_STATED PROBLEM:_
Copy each line from the stored data entries below that contains the string "water". Matching is case-sensitive.

Stored data entries:
------------------------------------------------
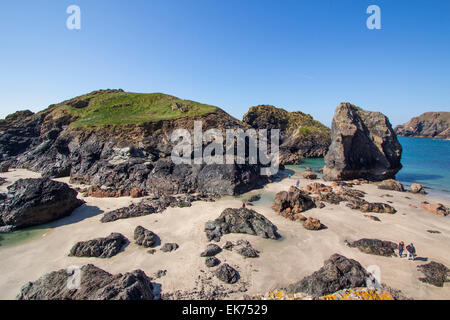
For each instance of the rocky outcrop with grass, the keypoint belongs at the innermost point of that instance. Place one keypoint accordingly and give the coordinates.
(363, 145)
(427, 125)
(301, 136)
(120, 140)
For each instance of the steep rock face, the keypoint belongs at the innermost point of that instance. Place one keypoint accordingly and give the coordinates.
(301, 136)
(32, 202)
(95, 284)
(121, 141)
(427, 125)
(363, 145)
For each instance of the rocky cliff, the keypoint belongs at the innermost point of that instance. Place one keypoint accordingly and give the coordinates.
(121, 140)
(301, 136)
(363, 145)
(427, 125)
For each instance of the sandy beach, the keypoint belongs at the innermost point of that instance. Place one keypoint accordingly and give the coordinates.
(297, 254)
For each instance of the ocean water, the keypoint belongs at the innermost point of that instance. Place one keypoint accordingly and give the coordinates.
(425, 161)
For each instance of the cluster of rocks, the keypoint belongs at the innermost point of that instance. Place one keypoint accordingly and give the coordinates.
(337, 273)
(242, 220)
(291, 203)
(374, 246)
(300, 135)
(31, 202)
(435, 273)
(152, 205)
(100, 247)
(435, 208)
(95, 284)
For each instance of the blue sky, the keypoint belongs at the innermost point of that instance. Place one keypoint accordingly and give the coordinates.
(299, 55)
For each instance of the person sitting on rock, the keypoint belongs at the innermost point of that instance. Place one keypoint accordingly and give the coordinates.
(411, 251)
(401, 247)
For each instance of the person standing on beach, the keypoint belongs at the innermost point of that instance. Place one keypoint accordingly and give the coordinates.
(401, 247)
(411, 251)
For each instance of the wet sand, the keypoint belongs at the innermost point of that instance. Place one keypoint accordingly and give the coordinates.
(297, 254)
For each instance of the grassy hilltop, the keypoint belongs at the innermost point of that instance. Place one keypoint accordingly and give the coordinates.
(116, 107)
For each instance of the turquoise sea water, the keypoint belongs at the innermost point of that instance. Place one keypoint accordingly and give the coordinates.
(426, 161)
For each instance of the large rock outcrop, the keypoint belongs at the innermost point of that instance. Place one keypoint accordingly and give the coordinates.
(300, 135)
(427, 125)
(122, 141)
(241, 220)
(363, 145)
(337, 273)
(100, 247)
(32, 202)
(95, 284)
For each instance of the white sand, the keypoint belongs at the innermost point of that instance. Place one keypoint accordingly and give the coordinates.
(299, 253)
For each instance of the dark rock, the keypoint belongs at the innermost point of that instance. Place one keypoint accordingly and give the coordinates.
------------------------------------------------
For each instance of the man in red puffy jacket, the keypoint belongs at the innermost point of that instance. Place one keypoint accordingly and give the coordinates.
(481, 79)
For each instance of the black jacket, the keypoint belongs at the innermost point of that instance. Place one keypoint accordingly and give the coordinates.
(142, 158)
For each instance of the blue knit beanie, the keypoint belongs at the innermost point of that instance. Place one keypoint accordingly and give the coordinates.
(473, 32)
------------------------------------------------
_ANSWER IN FULL:_
For each instance of the ocean water, the keypoint belongs at the innermost point of that instance. Place one keypoint accordingly and give the coordinates.
For each instance of the turquoise sea water, the keypoint belongs at the innermost point of that instance. Place one keypoint accordingly and give the coordinates.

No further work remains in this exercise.